Pseudomonas coronafaciens

Scientific classification
- Domain: Bacteria
- Kingdom: Pseudomonadati
- Phylum: Pseudomonadota
- Class: Gammaproteobacteria
- Order: Pseudomonadales
- Family: Pseudomonadaceae
- Genus: Pseudomonas
- Species: P. coronafaciens
- Binomial name: Pseudomonas coronafaciens (Elliott 1920) Stevens 1958
- Type strain: CFBP 2216 ICMP 3113 LMG 5060 NCPPB 600
- Pathovars: P. c. pv. atropurpurea P. c. pv. coronafaciens P. c. pv. garcae P. c. pv. oryzae P. c. pv. porri P. c. pv. striafaciens P. c. pv. zizaniae

= Pseudomonas coronafaciens =

- Genus: Pseudomonas
- Species: coronafaciens
- Authority: (Elliott 1920), Stevens 1958

Plant-pathogenic bacterium

Pseudomonas coronafaciens is a gram-negative bacterium that is pathogenic to several plant species. Following ribotypical analysis several pathovars of P. syringae were incorporated into this species.

### Supplied material
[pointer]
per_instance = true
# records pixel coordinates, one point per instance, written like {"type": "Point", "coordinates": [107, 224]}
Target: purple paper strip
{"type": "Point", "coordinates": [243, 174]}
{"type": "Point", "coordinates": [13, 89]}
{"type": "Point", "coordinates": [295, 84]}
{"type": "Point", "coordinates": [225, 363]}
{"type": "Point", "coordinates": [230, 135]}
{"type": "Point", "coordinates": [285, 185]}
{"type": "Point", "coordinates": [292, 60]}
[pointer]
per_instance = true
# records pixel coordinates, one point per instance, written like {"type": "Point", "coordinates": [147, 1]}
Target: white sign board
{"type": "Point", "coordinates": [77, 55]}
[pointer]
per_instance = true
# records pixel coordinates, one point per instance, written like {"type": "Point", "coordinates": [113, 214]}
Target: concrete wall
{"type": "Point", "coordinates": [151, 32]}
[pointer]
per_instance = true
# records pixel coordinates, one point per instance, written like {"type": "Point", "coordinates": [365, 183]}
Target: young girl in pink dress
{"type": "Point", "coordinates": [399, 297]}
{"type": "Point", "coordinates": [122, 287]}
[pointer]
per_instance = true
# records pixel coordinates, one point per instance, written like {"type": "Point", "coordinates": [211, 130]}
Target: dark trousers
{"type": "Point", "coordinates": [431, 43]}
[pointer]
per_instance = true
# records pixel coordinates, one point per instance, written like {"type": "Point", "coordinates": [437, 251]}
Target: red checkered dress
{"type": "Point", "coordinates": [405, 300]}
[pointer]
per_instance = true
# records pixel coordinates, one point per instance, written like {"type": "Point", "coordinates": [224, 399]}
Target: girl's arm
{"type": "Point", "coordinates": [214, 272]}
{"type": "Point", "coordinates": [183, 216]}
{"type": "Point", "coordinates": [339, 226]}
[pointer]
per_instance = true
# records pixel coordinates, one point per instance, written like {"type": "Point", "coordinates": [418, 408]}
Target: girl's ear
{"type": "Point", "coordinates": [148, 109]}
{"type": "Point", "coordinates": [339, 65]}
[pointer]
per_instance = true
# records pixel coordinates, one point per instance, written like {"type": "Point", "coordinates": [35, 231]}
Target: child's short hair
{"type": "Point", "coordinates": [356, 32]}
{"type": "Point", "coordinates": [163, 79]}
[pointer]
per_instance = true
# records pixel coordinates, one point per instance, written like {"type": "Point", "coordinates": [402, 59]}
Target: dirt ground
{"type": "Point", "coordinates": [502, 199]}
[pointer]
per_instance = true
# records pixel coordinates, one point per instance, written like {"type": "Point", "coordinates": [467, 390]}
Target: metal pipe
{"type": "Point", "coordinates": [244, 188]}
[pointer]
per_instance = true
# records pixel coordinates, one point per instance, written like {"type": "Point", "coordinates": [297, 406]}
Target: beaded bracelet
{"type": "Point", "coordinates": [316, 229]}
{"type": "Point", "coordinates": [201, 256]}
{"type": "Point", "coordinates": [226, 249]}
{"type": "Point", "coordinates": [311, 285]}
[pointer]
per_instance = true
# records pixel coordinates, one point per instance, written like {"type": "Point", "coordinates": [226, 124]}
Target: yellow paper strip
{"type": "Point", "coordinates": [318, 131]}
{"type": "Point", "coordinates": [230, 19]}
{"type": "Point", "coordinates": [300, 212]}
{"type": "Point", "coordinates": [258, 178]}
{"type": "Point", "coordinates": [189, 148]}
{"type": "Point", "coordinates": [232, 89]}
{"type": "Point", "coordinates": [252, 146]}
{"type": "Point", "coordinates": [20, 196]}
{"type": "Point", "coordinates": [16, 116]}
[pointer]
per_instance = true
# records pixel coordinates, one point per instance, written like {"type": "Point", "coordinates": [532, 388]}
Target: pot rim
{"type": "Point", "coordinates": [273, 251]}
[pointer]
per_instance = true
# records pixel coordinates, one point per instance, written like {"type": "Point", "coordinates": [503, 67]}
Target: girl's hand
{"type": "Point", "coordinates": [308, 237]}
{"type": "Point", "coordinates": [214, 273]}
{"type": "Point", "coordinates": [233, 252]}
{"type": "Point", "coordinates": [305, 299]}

### Exercise tasks
(1) Retype everything in the Pseudomonas coronafaciens text from "Plant-pathogenic bacterium" down to "into this species.".
(2) Answer these questions from the Pseudomonas coronafaciens text.
(a) What family is the species placed in?
(b) Is the bacterium gram-positive or gram-negative?
(c) Pathovars of which species were incorporated into it following ribotypical analysis?

### Exercise responses
(1)
Plant-pathogenic bacterium

Pseudomonas coronafaciens is a gram-negative bacterium that is pathogenic to several plant species. Following ribotypical analysis several pathovars of P. syringae were incorporated into this species.

(2)
(a) Pseudomonadaceae
(b) Gram-negative
(c) P. syringae